> _To do_:
1. In the text on CBS's college football coverage in the early 1980s, who hosted the pregame show The NCAA Today?
2. Pick up the account of CBS's early-1980s college football broadcasts where it stops and extend it.

> _Selected extract_:
# # # #

Per the September 1, 1982, edition of the Elyria (OH) Chronicle Telegram and the September 1, 1982, edition of Sports Illustrated, ABC and CBS officials met with NCAA representatives and flipped a coin to determine "control dates". This allowed the network with priority on a particular date to have first choice when selecting the game it wished to air and whether it wanted the 12:00 ET or 3:30 ET timeslot. CBS won the first toss and thus earned first choice on seven dates: September 18, September 25, October 2, October 9, October 16, November 6, and November 20. ABC then got first pick on six dates, September 11, October 23, October 30, November 13, November 27, and December 4. ABC and CBS also had the right to take away a game from WTBS as long as it did so no later than the Monday before the game. WTBS was only able to show teams that had not been on national TV in 1981 and a maximum of four teams that had been on regional TV on two occasions.

As required by the NCAA, the network also televised Division I-AA, II and III games to very small audiences, giving teams such as The Citadel and Clarion State some television exposure (during the 1982 season, because of a player strike in the National Football League, these Division III contests aired nationwide). The pregame show was titled The NCAA Today in the vein of its pro football counterpart The NFL Today. Both shows were hosted by Brent Musburger. However, for the NCAA pregame show, Pat O'Brien and Ara Parseghian were the analysts/feature reporters, although Lesley Visser made occasional appearances on the show. Gary Bender was the lead play-by-play announcer for game coverage, working with analysts such as Pat Haden and Steve Davis. Other CBS game commentators were Verne Lundquist, Lindsey Nelson, Frank Herzog, Jack Snow and Dennis Franklin. This arrangement was in place during the 1982 and 1983 seasons.

Also during the 1982 NFL strike, CBS' NCAA football contract required the network to show four Division III games; the network initially intended to show those games on Saturday afternoons, with the broadcasts being received only in markets that were interested in carrying them. However, with no NFL games to show on October 3, 1982 (on what would have been Week 5 of the NFL season) due to the strike, CBS decided to show all of its NCAA Division III games on a single Sunday afternoon in front of a mass audience. CBS also used their regular NFL crews (Pat Summerall and John Madden at Wittenberg–Baldwin–Wallace, Tom Brookshier and Wayne Walker at West Georgia–Millsaps, Tim Ryan and Johnny Morris at Wisconsin–Oshkosh – Wisconsin–Stout, and Dick Stockton and Roger Staubach at San Diego–Occidental) and aired The NFL Today instead of using their regular college football broadcasters.

# # # #

> _Given data_:
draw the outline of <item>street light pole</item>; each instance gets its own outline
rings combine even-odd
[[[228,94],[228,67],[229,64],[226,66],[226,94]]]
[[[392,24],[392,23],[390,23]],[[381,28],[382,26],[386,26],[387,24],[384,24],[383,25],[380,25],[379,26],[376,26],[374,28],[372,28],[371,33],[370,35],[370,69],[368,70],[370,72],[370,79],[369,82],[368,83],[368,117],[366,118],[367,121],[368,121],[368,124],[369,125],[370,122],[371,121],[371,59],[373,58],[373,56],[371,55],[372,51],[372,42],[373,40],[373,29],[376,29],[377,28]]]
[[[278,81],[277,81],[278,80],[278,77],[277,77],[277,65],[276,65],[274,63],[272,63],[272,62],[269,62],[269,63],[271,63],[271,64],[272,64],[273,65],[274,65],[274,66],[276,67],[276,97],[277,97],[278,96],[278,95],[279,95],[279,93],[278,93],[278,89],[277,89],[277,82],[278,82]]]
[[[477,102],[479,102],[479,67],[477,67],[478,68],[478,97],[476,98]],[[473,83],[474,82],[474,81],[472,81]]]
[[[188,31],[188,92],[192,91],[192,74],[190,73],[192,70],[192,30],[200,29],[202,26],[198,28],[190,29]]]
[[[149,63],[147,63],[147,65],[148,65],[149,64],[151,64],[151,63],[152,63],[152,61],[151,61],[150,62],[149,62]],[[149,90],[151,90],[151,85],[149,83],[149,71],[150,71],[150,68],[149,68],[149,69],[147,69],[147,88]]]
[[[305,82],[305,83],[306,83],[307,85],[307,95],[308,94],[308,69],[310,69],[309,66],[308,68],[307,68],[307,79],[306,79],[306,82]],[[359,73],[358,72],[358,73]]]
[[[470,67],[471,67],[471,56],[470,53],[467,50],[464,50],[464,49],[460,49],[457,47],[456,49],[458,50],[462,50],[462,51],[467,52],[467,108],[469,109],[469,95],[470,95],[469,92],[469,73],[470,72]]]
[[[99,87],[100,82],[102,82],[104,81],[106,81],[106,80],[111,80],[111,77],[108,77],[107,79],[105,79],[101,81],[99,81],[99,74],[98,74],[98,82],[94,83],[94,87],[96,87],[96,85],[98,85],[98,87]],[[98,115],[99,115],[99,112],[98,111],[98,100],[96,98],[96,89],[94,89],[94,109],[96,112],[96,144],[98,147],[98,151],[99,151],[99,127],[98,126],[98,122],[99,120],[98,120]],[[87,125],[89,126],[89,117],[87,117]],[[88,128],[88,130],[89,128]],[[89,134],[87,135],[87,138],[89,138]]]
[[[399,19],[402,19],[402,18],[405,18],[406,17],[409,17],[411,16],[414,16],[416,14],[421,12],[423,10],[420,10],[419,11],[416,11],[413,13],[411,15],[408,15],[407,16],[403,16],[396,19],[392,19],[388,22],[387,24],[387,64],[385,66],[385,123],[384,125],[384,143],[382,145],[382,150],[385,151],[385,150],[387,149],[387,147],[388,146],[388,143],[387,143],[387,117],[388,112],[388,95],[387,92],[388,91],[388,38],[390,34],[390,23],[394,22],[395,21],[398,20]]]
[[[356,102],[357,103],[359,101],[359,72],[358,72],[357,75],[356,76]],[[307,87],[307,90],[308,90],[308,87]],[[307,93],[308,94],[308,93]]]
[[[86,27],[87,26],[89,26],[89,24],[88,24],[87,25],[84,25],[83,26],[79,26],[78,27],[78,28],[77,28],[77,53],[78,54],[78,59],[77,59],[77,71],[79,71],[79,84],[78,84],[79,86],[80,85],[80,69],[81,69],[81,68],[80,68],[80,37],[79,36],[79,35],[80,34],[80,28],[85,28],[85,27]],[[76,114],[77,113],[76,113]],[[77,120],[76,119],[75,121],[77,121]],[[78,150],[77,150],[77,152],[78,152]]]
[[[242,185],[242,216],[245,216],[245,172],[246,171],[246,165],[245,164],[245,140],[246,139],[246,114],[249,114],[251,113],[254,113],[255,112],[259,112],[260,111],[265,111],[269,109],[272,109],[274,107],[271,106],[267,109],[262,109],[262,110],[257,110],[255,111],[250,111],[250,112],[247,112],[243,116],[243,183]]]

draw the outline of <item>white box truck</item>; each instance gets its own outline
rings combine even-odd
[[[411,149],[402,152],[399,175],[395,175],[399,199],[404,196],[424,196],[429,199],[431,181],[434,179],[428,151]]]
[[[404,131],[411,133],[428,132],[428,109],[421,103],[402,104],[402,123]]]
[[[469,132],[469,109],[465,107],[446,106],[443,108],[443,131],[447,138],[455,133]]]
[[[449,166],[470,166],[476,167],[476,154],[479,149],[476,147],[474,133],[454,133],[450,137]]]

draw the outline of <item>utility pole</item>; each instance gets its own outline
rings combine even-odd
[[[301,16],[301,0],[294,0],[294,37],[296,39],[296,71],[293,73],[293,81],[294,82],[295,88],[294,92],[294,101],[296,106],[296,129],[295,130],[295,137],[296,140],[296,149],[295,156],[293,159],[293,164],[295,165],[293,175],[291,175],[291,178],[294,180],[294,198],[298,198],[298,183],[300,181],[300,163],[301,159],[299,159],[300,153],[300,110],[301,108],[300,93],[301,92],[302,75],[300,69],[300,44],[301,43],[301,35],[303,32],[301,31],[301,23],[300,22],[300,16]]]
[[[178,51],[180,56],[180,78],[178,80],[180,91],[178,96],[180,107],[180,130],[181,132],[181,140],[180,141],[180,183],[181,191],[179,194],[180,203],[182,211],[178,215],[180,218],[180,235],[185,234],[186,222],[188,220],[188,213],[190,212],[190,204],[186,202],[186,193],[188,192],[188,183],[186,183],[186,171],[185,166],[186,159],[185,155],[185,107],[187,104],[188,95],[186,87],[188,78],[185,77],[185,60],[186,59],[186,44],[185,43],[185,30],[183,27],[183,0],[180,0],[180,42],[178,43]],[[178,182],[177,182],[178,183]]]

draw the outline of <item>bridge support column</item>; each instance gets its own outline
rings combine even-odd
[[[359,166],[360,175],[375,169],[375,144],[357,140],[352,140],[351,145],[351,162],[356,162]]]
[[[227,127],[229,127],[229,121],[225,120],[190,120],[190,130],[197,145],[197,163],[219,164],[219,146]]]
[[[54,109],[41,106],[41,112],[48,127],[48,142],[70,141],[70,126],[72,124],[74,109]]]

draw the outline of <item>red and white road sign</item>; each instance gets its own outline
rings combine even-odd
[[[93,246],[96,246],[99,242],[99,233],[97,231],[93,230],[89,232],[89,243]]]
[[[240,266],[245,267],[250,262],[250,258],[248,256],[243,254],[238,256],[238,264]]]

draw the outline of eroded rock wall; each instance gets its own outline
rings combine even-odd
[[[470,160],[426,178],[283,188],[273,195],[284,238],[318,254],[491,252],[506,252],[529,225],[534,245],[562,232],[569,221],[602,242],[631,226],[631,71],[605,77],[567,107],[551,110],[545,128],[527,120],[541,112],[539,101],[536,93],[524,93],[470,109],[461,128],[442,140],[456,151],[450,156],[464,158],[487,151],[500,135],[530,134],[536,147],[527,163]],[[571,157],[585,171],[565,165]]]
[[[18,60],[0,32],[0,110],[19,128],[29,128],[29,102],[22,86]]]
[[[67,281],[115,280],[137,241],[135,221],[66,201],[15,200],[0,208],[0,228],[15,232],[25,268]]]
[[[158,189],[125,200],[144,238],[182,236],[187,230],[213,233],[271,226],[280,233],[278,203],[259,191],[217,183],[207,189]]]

# # # #

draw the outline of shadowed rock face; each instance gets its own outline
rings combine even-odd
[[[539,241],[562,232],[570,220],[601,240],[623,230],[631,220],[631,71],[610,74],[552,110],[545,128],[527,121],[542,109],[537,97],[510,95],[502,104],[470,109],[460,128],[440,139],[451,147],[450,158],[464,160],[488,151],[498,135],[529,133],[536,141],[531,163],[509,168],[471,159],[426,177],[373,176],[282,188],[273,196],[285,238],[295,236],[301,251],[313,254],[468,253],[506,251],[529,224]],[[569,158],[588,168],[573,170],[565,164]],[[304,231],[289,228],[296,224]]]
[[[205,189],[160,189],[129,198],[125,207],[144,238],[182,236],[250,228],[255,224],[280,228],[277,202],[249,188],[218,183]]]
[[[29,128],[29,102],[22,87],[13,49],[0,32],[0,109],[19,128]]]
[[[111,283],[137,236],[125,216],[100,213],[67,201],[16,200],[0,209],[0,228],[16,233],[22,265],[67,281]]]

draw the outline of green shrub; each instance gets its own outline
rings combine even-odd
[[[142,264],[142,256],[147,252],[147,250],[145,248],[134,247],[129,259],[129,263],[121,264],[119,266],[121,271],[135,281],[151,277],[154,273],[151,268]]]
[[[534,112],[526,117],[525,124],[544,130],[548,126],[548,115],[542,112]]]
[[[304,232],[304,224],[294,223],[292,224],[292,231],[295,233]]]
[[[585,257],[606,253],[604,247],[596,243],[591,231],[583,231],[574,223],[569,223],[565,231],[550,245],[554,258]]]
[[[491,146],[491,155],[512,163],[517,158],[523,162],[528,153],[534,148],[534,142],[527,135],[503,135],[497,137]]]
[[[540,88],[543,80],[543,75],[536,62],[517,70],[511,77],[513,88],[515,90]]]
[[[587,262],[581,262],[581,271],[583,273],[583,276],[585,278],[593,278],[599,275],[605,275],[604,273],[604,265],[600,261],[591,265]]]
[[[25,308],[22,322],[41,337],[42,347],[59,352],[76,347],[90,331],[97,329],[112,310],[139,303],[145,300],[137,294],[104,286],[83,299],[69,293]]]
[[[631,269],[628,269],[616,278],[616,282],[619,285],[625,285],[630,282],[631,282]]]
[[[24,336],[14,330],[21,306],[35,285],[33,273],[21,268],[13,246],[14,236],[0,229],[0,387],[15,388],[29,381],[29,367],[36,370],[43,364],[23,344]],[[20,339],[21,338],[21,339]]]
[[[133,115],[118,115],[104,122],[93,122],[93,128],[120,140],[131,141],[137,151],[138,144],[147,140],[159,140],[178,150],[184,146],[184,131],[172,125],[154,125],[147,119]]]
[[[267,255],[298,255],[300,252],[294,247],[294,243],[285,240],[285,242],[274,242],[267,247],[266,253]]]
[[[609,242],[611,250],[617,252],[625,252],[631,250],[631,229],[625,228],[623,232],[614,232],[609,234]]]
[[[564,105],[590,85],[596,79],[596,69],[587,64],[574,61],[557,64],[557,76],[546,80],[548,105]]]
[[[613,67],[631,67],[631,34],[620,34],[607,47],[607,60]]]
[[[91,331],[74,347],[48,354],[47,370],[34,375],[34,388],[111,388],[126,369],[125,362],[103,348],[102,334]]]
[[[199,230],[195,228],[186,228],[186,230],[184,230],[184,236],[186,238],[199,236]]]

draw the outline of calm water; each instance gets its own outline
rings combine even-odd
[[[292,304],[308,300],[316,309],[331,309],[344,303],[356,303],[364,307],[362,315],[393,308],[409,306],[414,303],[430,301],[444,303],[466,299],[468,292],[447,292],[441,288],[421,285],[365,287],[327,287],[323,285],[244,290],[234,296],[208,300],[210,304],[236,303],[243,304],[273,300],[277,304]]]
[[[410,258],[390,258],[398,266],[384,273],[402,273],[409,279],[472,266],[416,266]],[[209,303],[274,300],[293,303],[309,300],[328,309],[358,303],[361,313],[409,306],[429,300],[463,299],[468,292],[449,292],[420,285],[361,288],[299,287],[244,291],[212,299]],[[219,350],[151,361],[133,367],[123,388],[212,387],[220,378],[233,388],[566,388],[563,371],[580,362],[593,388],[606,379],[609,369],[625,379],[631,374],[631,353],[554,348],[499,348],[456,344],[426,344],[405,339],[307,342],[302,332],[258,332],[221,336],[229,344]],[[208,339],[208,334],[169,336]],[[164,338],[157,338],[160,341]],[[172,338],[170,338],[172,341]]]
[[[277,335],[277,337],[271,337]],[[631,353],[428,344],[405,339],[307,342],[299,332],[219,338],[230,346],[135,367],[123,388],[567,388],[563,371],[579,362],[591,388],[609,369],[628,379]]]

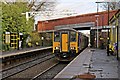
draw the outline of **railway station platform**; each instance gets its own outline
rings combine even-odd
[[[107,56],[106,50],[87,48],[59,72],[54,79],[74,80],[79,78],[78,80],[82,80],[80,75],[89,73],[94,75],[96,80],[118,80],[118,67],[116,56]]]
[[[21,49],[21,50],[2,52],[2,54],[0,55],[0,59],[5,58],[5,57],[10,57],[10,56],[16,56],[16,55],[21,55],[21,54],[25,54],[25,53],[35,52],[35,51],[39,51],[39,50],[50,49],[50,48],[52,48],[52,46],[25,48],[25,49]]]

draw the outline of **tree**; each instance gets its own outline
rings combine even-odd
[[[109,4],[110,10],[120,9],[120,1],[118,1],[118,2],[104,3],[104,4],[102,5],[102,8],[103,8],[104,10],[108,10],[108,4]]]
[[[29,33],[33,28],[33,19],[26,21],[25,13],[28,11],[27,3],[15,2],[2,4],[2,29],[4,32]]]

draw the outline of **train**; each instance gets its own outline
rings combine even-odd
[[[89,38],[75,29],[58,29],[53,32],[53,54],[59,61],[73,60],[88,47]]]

# # # #

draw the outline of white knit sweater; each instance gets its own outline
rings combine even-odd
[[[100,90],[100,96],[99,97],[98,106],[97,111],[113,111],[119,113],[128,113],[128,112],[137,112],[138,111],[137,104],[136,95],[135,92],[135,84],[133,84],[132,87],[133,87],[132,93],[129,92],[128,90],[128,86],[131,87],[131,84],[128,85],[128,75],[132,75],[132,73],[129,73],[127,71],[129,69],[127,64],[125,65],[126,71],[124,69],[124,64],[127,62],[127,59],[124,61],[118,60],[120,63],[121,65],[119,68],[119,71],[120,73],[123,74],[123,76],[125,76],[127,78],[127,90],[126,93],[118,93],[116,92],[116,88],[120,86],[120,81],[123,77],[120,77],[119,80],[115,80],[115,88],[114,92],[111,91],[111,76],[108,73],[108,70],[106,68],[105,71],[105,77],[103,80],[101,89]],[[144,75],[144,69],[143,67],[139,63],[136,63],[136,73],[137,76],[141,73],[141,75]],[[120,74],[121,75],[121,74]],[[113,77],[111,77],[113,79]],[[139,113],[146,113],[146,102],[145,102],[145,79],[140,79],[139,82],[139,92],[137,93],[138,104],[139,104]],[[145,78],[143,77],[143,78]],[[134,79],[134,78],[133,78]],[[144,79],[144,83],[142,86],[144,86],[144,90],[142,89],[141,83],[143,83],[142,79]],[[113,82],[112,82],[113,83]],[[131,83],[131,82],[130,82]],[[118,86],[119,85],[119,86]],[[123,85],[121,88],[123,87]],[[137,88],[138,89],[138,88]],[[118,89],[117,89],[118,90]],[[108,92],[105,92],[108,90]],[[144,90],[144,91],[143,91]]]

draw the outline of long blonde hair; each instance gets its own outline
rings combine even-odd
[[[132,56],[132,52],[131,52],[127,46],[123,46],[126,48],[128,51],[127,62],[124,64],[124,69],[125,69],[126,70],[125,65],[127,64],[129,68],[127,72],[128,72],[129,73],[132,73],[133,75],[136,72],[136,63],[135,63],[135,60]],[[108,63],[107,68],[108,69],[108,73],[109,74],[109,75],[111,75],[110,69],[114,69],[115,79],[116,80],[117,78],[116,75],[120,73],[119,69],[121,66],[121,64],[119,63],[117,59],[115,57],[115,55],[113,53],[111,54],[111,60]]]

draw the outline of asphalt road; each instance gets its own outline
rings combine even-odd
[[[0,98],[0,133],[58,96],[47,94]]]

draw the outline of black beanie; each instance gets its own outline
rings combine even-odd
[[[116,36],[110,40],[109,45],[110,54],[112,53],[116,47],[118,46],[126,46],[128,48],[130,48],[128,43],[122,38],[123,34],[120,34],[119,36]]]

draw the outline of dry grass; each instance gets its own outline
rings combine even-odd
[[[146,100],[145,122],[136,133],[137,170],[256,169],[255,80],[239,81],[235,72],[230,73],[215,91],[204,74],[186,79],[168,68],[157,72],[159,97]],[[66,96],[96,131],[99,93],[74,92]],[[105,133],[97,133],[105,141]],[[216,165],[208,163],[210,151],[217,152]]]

# # # #

> _Answer list_:
1. Brent Musburger

2.
CBS originally wanted to air some Division I-A games on Sunday. However, according to Sports Illustrated, fellow NCAA football rights holders ABC and WTBS refused to sign off on the idea. Both networks demanded that CBS pay more in rights fees if it showed additional games. WTBS also objected to CBS moving games from Saturday to Sunday due to fears that such games would steal viewers from the NFLPA All-Star Games that WTBS planned to air. When the red tape made showing big time college football too difficult to pull off, CBS got the idea to run Division III games on that Sunday. It doesn't appear that CBS had plans to air any more games, however, since, Division III or not, it would have likely meant having to kick more money to the NCAA per ABC's and WTBS' demands.

1984–1990
In 1984, after the U.S. Supreme Court invalidated the NCAA contract in NCAA v. Board of Regents of the University of Oklahoma, and the University of Georgia, the College Football Association was formed to handle affairs between television networks and college football programs, the result was an exclusive contract with ABC that granted the network rights to all CFA partner conference games and the games of most major independents. However, the Big Ten and Pac-10 conferences were not included in this package, and signed their own agreement with CBS. Miami also reached an agreement for CBS to televise its most important home games, and in 1985, the Atlantic Coast Conference was added to CBS' list of college football properties. In 1985, Musburger took over the role of lead play-by-play voice, with Parseghian moving to the booth with him. Jim Nantz succeeded Musburger as studio host.

In 1987, CBS took over the CFA contract, which it would hold until 1990. CBS' tendency during this period was to air one marquee game each week, such as the legendary 1988 "Catholics vs Convicts" matchup between Notre Dame and Miami, though regional telecasts would occasionally be aired. For 1987 and 1988, Pat Haden joined Musburger in the booth, with John Dockery manning the sidelines. Nantz hosted what was now known as the "Prudential College Football Report", which was mostly a roundup of the day's scores and top headlines (including those in other sports), though sometimes key figures in the sport would be interviewed. Verne Lundquist, Tim Brant, Dick Stockton, Steve Zabriskie and Brad Nessler also called games for CBS during the CFA period. In 1989, Nantz became lead play-by-play announcer, but Haden remained the lead analyst for that year, being replaced by Brant in 1990. After 1990, ABC obtained exclusive network coverage of regular season college football, as it won back the CFA and retained the Pac-10/Big Ten rights.

1991–1994
As the 1990s began, CBS' Division I-A college football coverage was reduced to its bowl game contracts, which it had with the then-John Hancock (reverted to Sun Bowl in 1994), Cotton and the then-Blockbuster bowls. However, it lost the rights to the Cotton Bowl to NBC after the 1992 game, leaving the network with just two bowl games to round out its college football coverage. CBS televised Major League Baseball from 1990 to 1993, so as a result the network was not without major sports coverage on Saturdays during the fall after the loss of college football. In 1994 and 1995, after losing the MLB contract and its NFL contract, trying but failing to buy NHL rights, and still unable to secure a college football contract, CBS did not have any major sports coverage in the fall. (In desperation, the network began talks with the Canadian Football League, but nothing came of them.)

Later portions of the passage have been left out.